◆ **SHORT TASK A**:
Locate every line in the listing below that contains the string "stripe", treating uppercase and lowercase as different, and copy each such line.

◆ **TEXT BLOCK**:
----------------------------------------

Is this a good way to get the height of a binary tree?

Question

I am not a CS student so this is not homework. I am trying to learn these things myself but I want to make sure I am not developing bad habits along the way.

Basically, I have a classic binary tree, and I want to calculate the height (or depth) of the tree.

What I mean by height is like this image:

The height of this tree is 3.

This is the python I came up with:

def height(node):

    #highest one of these two will be returned
    i_left = 0
    i_right = 0

    #if has left, increment and recursively move left
    if node.hasleft():
        i_left += height(node.left)
        i_left += 1

    #if has right, increment and recursively move right
    if node.hasright():
        i_right += height(node.right)
        i_right += 1

    #return the higher value
    if i_right <= i_left:
        return i_left    
    return i_right

This solution works, and I kinda like it because it's simple and doesn't have a lot of abstract things to work your head around. However, I do wonder if this is the way it should be done. Is there any way it could be improved, or is there a more accepted way of implementing a height function?

Answer 1

The key idea of your algorithm is sensible and correct; you have to make recursive calls on the left and right subtrees, and add 1.

Assuming your node.left and node.right attributes are None when there is no left or right subtree respectively, the function can be simplified by making just one check to see if the current node exists, instead of two checks to see if each of its children exist. This means the input is sometimes None, in which case the correct return value is -1 so that a leaf node's height will be 0.

def height(node):
    if node is None:
        return -1
    else:
        i_left = height(node.left)
        i_right = height(node.right)
        return 1 + max(i_left, i_right)

----------------------------------------

(Rows from a pointing dataset)
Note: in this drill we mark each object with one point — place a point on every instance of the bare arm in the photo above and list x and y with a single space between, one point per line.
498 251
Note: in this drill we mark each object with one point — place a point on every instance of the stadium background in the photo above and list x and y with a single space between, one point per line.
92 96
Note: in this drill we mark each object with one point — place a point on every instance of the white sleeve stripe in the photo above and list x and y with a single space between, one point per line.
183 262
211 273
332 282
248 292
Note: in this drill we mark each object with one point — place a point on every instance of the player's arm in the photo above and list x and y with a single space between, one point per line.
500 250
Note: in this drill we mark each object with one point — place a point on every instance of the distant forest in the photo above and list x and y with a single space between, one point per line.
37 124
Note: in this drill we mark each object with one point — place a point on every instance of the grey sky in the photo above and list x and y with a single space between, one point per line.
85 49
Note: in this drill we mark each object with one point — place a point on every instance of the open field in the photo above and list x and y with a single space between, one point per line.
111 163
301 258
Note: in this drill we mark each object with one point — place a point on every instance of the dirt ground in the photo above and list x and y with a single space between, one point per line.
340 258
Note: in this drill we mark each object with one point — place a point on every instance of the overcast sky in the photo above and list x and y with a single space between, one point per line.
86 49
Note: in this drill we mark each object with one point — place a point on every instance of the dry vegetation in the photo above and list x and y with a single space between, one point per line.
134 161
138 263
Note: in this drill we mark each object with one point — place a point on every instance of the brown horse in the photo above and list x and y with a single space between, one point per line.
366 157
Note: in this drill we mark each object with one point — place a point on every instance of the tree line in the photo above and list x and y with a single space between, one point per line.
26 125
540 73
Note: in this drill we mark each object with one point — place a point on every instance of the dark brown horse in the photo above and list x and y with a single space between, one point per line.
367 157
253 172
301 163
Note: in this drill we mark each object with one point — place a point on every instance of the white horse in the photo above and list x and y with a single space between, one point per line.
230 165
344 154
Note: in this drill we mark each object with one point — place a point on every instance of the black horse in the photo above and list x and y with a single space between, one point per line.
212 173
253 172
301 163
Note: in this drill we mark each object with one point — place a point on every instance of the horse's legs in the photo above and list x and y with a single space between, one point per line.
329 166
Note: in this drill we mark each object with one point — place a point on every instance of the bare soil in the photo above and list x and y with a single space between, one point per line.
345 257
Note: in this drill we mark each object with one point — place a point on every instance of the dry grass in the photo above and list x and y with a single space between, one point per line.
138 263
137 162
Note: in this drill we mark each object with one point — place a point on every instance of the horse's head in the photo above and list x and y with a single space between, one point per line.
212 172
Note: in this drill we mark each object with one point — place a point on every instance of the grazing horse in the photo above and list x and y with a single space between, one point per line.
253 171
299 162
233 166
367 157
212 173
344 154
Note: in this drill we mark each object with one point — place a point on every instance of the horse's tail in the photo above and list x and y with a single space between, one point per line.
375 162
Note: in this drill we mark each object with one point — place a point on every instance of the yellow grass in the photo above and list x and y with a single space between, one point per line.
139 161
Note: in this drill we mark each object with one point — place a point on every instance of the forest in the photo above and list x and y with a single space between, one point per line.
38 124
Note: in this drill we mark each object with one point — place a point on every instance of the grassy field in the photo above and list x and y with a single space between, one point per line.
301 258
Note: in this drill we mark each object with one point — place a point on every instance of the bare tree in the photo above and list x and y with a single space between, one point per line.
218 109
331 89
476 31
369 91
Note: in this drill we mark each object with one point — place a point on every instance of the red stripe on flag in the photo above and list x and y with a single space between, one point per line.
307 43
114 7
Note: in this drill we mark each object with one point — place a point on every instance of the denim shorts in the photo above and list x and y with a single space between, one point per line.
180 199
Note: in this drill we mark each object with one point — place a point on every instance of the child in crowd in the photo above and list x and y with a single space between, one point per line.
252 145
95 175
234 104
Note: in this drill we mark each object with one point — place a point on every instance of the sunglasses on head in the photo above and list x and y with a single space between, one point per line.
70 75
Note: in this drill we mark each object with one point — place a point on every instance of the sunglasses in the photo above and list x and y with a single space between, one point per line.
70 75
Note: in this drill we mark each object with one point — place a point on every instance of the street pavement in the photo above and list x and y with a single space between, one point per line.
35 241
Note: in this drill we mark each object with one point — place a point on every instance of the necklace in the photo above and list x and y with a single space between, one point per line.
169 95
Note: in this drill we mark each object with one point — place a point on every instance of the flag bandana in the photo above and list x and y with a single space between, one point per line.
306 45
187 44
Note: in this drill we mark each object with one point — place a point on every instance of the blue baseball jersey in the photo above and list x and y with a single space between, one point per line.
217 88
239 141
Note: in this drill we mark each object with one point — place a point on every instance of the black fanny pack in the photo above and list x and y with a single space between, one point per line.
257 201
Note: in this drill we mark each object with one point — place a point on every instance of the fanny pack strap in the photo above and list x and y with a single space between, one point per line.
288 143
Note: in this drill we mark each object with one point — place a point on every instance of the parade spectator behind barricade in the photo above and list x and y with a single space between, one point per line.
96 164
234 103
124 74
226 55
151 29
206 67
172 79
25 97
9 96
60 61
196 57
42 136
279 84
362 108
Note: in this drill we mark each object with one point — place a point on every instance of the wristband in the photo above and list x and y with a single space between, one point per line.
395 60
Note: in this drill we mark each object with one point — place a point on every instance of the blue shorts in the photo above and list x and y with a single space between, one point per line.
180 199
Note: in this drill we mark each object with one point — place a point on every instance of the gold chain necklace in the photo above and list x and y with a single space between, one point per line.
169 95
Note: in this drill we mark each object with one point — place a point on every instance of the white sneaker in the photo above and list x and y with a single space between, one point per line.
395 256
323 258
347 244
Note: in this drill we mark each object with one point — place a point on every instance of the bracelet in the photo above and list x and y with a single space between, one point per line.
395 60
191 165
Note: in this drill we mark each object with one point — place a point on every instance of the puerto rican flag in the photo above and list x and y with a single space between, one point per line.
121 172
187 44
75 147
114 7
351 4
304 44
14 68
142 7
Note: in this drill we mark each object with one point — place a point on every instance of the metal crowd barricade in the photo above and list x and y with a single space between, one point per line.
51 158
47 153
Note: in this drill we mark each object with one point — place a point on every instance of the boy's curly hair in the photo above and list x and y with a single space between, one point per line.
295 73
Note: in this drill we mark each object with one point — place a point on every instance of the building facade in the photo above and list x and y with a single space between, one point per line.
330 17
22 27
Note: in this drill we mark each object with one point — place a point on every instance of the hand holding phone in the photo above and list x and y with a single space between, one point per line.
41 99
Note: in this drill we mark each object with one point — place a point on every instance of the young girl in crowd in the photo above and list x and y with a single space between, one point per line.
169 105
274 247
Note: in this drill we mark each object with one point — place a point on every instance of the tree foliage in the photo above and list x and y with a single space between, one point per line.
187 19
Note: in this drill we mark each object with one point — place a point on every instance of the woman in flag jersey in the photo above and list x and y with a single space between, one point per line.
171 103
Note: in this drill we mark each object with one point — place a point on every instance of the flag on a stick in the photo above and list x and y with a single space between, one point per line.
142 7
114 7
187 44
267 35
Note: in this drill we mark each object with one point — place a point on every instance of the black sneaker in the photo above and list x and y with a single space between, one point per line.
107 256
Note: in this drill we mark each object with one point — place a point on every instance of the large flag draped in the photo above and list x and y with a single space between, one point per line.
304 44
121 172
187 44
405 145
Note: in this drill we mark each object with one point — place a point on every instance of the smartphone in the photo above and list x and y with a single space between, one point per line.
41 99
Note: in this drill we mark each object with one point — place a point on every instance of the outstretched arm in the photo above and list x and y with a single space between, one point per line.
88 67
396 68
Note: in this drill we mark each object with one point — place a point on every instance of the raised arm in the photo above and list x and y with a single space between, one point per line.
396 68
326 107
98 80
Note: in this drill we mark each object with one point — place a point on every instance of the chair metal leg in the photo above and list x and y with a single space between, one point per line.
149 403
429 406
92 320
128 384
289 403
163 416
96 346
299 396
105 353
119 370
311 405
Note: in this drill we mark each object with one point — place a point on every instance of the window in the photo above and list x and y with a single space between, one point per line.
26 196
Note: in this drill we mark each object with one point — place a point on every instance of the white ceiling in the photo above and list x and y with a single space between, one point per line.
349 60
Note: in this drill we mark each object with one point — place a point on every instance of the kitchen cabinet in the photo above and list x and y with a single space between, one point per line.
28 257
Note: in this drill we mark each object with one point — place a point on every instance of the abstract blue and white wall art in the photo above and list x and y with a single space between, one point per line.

----------------------------------------

◆ **SHORT TASK B**:
Pick up the thread on computing a binary tree's height above and keep writing it from the point where it stops.

◆ **OUTPUT A**:
Note: in this drill we mark each object with one point — place a point on every instance of the white sleeve stripe in the photo above and list x and y with a single space between, one point per line.
Note: in this drill we mark each object with one point — place a point on every instance of the red stripe on flag in the photo above and list x and y with a single space between, one point per line.

◆ **OUTPUT B**:
Or if you are a fan of one-liners:

def height(node):
    return -1 if node is None else 1 + max(height(node.left), height(node.right))

This follows the usual definition of height as the number of edges in a longest path from the root, so that the height of a tree with one node is 0. If you define height as the number of nodes in that path, so that the height of a one-node tree is 1, then just change the base case to return 0 instead of return -1.

Answer 2

Your overall algorithm is the best way to do it.

You have no way of knowing which branch will be the longest, so the only way to do it would be to check each path and find the maximum. Your recursive structure seems like a pretty classic one for a tree structure!

Answer 3

Your code only adds 1 to the height of the left or right nodes if there are child nodes. You need to add 1 for the current node even if there are no children. So it shouldn't be in the if blocks.

def height(node):

    #if has left, recursively move left
    if node.hasleft():
        i_left = height(node.left)
    else:
        i_left = 0

    #if has right, recursively move right
    if node.hasright():
        i_right = height(node.right)
    else:
        i_right = 0

    #return the higher value, plus 1 for the current node.
    return 1 + max(i_left, i_right)